» PROVIDED PASSAGE:

Interactive: North Carolina Symphony Blog
It's a Carolina Christmas
This weekend, the North Carolina Symphony premieres a new holiday piece by Laurelyn Dossett. “The Gathering, A Winter’s Tale in Six Songs" features some of today’s most noted musicians, writers and singers in old time and traditional music circles. A four-piece string band will perform the song series live with the North Carolina Symphony at Meymandi Concert Hall at the Progress Energy Center in downtown Raleigh on November 25, 2011, at 8pm and November 26, 2011 at 3pm and 8pm.
Last year when the North Carolina Symphony asked songwriter Laurelyn Dossett to write a song cycle for a holiday concert, she said, “Yes.”
“Then I went home and googled song cycle,’” Dossett says.
As Dossett learned from her Google search, a song cycle is a group of songs performed in a narrative sequence. The narrative she wrote is a story about a daughter going home for the holidays and the family preparing for her arrival.
“I was trying to celebrate all the things we love about family gatherings, as well as capture the more complicated things about it,” Dossett says. “I also wanted to share images of the region in the winter: the clear Carolina nights, the lights in the lowlands, the frost in the trees and the diamonds in the pines.
“These songs were written specifically to work with the Symphony, as well as stand on their own,” Dossett says. “To tell a story of a journey home on a winter’s night.
“To help set a time and place for that story, and to set the atmosphere that’s uniquely North Carolinian, I chose these string band musicians—who also have the virtuosity to play with the symphony.”
This performance features the Symphony and Music Director Grant Llewellyn together with the Concert Singers of Cary and a four-piece string band hand-picked by Dossett for the performances.
The quartet features Dossett, Rhiannon Giddens Laffan from the Grammy Award-winning Carolina Chocolate Drops, mandolinist Mike Compton from Elvis Costello’s Sugarcanes band and the O Brother, Where Art Thou? recordings, as well as singer and banjo player Joe Newberry of North Carolina’s Big Medicine.
“For many of us, the holidays are about the desire to go home, to be with our loved ones and reconnect with our roots, “ says Symphony General Manager & Vice President of Artistic Operations Scott Freck. “With this program we invite the audience to experience that feeling, with familiar and favorite holiday songs, the distinctive sounds of a North Carolina string band, and Laurelyn Dossett’ s magnificent new piece which is all about the return of a long-lost but beloved family member.”
Dossett is known for writing songs that set a time and place for a story. She’s written music for four plays featuring North Carolina folklore. Dossett recently performed one of those songs with the North Carolina Symphony in July 2011 for its pirate-themed performances. She first performed with the Symphony in 2009 for the “Blue Skies and Golden Sands” tour, celebrating the region’s musical connection to the coast.
Symphony fans will also recognize Giddens Laffan, who recently performed with Llewellyn in “Around the World in 80 Minutes” last summer at Koka Booth Amphitheatre in Cary. Newberry, the holiday string-band banjoist, was one of the chief architects of the Symphony’s “Blue Skies and Red Earth” and “Blue Skies and Golden Sands” tours in 2007 and 2009 respectively, and also performed with the orchestra in its 2006 New Year’s Eve concert and on the “Branford Marsalis and Friends” benefit concert on June 8, 2010.
The string band quartet is also releasing a holiday compact disc of the music that features the stringed arrangements, which will be available online and at concert performances.

» PROBLEM SET:
a. Answer these questions from the symphony blog post:
(i) In which concert hall will the new holiday piece be performed?
(ii) What did Dossett do when she went home after agreeing to write the song cycle?
(iii) In what year did Dossett first perform with the Symphony?
b. Revise the symphony blog post from "The quartet features" up to and including "Carolina’s Big Medicine.", replacing "mandolinist" with "mandolin player".
c. According to the symphony blog post, why did Dossett choose the string band musicians she did?
The material after this text plays no part in the work on it.

» DATA TO EXAMINE:

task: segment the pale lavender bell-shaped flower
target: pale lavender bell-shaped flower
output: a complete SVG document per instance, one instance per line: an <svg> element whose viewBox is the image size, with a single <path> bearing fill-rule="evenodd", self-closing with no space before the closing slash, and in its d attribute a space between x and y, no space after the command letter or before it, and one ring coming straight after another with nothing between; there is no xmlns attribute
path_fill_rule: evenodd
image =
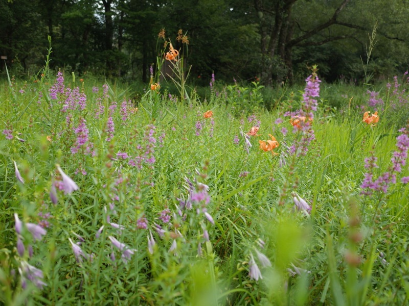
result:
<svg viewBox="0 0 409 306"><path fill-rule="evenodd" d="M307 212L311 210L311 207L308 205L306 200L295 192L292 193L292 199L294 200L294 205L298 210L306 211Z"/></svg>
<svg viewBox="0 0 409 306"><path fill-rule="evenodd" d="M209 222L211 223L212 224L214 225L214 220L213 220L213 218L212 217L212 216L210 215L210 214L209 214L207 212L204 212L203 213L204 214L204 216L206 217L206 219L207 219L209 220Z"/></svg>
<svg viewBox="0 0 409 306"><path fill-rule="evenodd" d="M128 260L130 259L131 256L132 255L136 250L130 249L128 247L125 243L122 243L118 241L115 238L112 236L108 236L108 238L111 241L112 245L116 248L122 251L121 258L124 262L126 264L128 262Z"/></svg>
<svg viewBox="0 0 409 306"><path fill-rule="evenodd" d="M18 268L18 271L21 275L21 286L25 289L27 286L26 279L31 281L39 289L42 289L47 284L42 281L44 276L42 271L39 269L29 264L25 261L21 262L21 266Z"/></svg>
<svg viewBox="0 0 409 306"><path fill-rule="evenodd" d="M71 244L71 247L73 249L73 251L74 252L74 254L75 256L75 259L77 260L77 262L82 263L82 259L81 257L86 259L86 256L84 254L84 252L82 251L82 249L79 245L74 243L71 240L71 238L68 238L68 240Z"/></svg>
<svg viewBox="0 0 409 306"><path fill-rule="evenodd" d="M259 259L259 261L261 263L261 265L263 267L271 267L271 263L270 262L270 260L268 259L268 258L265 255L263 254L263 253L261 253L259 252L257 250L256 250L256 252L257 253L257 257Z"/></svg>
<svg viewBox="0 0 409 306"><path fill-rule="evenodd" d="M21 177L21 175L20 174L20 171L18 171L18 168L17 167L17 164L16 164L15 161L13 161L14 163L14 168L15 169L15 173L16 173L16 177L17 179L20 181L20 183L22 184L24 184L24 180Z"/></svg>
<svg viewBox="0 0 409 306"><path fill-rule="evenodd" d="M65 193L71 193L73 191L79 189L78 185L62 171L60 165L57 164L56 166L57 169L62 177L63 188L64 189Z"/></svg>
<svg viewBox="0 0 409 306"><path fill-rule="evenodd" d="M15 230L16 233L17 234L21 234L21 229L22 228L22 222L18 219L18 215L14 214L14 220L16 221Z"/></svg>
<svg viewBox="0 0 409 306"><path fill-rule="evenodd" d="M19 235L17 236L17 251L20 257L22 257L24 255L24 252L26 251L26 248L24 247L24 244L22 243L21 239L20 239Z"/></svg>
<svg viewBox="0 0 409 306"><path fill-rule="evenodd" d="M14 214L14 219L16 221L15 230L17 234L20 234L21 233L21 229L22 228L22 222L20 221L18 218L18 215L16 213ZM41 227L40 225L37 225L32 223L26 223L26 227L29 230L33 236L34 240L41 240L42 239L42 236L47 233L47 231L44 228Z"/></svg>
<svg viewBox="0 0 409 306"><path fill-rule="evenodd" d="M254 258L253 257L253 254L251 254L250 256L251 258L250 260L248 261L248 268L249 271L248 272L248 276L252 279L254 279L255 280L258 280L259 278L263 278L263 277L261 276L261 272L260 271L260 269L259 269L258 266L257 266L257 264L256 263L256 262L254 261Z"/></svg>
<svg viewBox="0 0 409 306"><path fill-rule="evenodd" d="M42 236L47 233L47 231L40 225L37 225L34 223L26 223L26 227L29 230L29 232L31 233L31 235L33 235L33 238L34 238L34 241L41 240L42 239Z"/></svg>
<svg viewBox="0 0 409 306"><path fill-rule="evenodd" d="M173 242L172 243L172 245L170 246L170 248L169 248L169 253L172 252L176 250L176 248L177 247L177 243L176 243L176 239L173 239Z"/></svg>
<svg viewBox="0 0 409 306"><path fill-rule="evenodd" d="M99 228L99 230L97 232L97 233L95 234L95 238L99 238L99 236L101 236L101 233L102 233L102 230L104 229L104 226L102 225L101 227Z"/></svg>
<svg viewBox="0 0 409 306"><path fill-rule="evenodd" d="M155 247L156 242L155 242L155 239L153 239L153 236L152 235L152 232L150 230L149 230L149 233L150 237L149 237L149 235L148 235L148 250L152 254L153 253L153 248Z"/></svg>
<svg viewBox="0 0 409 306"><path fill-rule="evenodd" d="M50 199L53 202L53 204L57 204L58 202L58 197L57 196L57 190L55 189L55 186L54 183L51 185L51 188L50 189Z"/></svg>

» TASK SOLUTIONS:
a.
(i) Meymandi Concert Hall at the Progress Energy Center in downtown Raleigh
(ii) She googled "song cycle."
(iii) 2009

b.
The quartet features Dossett, Rhiannon Giddens Laffan from the Grammy Award-winning Carolina Chocolate Drops, mandolin player Mike Compton from Elvis Costello’s Sugarcanes band and the O Brother, Where Art Thou? recordings, as well as singer and banjo player Joe Newberry of North Carolina’s Big Medicine.

c. She chose them to help set a time and place for the story and to create an atmosphere that is uniquely North Carolinian. They also have the virtuosity to play with the symphony.